(Records)
================================
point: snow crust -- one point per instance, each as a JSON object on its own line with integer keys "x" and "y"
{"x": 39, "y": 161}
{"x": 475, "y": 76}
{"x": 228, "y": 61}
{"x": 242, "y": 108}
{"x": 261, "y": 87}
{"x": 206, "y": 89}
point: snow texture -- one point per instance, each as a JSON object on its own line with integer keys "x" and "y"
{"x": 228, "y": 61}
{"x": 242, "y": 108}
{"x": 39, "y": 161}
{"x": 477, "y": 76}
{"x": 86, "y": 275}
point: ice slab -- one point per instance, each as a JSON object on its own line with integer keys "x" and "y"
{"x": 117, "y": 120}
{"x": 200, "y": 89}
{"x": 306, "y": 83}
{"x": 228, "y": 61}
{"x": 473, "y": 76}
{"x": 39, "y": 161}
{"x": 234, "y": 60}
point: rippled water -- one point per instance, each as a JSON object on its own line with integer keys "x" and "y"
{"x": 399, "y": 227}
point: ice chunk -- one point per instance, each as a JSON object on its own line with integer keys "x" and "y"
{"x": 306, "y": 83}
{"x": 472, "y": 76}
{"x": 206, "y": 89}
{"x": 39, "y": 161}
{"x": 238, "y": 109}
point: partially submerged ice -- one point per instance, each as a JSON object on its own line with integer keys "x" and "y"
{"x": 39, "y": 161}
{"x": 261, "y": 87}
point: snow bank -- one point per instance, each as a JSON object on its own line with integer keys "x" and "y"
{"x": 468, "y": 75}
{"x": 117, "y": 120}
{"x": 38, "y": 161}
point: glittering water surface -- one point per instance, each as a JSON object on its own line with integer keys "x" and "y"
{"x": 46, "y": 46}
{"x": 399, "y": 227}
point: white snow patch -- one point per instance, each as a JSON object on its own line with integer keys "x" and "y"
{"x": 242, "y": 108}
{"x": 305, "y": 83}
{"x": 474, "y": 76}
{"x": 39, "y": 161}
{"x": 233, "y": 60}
================================
### STATED PROBLEM
Update the records above by replacing "one point per instance" with "one point per object" wherever it appears, and leave everything else unchanged.

### COMPLETED TASK
point: snow crust -- one point per object, each as a JSON object on its own line with integer keys "x" and "y"
{"x": 39, "y": 161}
{"x": 475, "y": 76}
{"x": 228, "y": 61}
{"x": 242, "y": 108}
{"x": 261, "y": 87}
{"x": 206, "y": 89}
point: snow texture -- one point per object, each as a JSON object on its own line with integer keys "x" and "y"
{"x": 228, "y": 61}
{"x": 242, "y": 108}
{"x": 39, "y": 161}
{"x": 477, "y": 76}
{"x": 86, "y": 275}
point: ice slab -- one point per object, each as a JSON object on its own line with integer keys "x" and "y"
{"x": 117, "y": 120}
{"x": 200, "y": 89}
{"x": 306, "y": 83}
{"x": 228, "y": 61}
{"x": 473, "y": 76}
{"x": 39, "y": 161}
{"x": 234, "y": 60}
point: rippled water -- one point per object, each as a JSON object on its own line with integer keys "x" and "y"
{"x": 399, "y": 227}
point: ice chunk -- one point per object, each as a JSON object on its own line with integer keys "x" and "y"
{"x": 306, "y": 83}
{"x": 472, "y": 76}
{"x": 206, "y": 89}
{"x": 39, "y": 161}
{"x": 238, "y": 109}
point: partially submerged ice -- one point per object, each as a JSON object on its own line with integer keys "x" and "y"
{"x": 39, "y": 161}
{"x": 261, "y": 87}
point: snow bank -- one point per object, each as a JSON object on its own line with integer keys "x" and "y"
{"x": 468, "y": 75}
{"x": 117, "y": 120}
{"x": 38, "y": 161}
point: glittering water surface -- one point per object, each as a JSON object on its own line with integer keys "x" and "y"
{"x": 46, "y": 46}
{"x": 399, "y": 227}
point: white snow patch -- one point per object, each as a JSON object on its own line with integer keys "x" and "y"
{"x": 242, "y": 108}
{"x": 305, "y": 83}
{"x": 474, "y": 76}
{"x": 39, "y": 161}
{"x": 233, "y": 60}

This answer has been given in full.